▶ **Directions**
Extract every line of the records below that contains the string "bench", and match case exactly.

▶ **Source material**
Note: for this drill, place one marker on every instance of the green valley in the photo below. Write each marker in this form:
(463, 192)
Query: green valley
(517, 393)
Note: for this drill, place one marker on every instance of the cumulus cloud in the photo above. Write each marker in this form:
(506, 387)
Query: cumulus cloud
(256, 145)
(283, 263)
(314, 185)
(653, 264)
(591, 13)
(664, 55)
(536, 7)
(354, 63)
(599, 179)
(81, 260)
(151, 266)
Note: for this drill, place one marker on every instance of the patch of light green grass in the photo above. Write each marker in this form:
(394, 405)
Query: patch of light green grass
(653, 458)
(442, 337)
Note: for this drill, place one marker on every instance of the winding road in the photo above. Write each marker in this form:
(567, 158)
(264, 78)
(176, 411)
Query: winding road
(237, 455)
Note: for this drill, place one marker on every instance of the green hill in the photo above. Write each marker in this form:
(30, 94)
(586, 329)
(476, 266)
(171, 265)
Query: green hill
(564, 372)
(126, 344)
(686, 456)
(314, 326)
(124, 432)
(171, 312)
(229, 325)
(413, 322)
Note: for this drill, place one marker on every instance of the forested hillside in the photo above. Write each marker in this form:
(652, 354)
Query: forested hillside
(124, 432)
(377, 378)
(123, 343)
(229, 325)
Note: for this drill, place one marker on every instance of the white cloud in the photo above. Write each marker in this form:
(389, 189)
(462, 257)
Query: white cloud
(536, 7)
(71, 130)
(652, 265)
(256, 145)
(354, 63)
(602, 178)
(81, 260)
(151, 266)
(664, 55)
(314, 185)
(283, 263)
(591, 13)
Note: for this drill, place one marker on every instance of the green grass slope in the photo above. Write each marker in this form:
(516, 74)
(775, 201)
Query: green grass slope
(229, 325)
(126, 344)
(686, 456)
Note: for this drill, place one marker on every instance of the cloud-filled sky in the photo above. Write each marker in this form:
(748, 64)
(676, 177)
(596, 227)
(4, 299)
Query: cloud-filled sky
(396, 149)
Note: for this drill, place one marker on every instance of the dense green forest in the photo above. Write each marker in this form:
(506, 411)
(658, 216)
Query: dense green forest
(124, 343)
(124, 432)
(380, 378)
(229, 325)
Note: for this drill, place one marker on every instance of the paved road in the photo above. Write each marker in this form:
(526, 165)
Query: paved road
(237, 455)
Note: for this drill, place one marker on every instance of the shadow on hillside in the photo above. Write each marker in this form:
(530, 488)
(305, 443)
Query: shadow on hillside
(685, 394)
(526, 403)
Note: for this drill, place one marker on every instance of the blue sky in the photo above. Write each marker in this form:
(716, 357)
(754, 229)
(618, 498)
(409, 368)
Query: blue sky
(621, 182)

--

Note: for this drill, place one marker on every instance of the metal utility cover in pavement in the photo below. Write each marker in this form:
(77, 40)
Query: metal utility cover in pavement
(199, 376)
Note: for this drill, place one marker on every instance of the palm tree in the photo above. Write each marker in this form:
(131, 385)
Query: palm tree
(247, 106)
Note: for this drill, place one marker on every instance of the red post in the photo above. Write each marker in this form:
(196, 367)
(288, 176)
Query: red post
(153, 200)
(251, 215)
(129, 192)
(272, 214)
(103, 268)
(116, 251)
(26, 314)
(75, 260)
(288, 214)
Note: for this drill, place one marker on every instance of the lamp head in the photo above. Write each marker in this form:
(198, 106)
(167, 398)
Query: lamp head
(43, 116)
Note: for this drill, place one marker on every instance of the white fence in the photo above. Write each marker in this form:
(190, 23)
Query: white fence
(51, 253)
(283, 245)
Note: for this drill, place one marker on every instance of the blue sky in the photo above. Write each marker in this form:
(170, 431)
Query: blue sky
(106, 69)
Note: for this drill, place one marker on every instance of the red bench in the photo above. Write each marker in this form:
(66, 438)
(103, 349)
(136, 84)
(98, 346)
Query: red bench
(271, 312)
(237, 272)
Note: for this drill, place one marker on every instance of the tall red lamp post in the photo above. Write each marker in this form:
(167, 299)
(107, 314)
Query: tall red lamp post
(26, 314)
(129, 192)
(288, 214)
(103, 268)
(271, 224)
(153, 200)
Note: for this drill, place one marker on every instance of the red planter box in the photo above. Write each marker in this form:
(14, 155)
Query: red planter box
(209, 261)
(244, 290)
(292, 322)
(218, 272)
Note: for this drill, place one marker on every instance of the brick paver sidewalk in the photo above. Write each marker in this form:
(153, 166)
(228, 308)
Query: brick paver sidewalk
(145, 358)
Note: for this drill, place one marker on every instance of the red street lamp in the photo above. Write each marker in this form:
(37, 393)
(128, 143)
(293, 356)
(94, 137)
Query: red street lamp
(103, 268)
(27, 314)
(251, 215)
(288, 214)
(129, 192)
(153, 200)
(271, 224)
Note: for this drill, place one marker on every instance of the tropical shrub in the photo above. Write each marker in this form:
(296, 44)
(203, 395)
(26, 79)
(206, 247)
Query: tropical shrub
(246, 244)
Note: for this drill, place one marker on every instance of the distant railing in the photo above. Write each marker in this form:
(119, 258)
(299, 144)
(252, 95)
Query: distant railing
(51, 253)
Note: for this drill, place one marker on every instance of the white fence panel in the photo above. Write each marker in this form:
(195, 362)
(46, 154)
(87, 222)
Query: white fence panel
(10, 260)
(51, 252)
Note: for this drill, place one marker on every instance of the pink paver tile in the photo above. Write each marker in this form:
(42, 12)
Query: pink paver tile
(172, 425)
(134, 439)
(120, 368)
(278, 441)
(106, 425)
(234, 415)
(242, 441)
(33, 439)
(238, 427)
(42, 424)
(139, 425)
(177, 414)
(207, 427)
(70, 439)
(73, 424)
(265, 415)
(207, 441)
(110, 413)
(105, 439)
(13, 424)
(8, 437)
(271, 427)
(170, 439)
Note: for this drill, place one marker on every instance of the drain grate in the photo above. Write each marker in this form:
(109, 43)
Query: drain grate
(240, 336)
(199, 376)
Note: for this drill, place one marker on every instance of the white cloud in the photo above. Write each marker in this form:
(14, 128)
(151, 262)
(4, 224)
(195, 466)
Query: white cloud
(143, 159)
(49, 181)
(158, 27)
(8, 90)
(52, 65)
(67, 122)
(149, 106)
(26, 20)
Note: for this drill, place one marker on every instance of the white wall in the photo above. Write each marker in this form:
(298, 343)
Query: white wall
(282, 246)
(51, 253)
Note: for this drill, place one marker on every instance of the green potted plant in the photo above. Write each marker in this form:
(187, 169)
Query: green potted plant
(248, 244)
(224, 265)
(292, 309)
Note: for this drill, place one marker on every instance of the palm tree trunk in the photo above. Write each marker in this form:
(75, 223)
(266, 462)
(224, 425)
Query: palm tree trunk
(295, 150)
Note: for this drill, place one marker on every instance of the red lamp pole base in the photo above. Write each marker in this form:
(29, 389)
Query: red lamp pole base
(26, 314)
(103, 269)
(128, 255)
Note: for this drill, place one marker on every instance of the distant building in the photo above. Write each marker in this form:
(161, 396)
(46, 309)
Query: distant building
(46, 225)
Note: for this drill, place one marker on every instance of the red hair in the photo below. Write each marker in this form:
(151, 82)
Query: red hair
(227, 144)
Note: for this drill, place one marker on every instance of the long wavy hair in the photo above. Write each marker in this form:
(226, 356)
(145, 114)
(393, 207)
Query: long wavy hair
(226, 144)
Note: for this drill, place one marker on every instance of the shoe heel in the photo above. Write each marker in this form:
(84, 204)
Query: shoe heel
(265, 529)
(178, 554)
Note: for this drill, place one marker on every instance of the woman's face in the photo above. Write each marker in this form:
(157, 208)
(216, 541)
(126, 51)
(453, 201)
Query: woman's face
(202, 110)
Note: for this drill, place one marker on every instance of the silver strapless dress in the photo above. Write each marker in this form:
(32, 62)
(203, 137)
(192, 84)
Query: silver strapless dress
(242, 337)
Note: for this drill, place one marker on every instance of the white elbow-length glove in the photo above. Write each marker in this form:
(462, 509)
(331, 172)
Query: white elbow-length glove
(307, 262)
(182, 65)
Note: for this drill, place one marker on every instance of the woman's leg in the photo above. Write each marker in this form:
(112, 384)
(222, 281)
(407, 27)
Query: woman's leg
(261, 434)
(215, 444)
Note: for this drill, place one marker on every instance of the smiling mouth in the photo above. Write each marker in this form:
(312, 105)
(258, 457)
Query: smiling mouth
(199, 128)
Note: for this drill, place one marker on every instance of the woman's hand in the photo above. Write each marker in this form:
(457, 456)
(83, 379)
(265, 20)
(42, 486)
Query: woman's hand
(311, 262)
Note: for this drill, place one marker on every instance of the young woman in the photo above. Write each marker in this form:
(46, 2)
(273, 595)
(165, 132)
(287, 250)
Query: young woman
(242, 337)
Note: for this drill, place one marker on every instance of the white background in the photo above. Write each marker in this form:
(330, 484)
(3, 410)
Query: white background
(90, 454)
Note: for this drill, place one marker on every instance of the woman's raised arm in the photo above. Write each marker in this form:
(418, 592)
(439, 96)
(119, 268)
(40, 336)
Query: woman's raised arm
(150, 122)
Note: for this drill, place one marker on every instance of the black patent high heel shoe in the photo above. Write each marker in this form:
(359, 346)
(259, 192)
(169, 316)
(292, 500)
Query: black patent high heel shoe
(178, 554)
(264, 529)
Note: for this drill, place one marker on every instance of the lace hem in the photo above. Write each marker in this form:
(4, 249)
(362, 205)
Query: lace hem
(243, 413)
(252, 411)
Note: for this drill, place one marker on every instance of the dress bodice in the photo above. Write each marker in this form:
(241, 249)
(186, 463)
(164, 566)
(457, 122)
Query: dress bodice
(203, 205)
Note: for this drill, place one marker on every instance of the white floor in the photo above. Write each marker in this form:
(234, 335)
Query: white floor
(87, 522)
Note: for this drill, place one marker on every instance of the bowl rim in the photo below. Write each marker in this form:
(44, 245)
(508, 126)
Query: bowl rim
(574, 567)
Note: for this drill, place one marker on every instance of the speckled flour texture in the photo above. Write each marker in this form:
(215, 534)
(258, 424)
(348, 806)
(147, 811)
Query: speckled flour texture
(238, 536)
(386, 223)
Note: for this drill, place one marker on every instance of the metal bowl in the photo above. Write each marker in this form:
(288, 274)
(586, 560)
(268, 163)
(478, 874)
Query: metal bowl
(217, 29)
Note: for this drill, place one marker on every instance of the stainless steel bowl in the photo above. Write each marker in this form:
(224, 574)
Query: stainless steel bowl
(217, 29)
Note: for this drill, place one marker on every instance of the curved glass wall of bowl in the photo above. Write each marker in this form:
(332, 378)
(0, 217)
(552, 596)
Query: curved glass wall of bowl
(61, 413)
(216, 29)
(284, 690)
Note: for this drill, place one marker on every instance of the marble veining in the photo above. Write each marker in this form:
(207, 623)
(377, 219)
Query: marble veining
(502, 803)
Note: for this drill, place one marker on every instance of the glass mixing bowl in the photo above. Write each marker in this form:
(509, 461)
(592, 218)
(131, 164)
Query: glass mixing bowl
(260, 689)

▶ **Response below**
Note: for this drill, place one marker on every instance of the red bench in the photo above. Write each marker in this form:
Query: red bench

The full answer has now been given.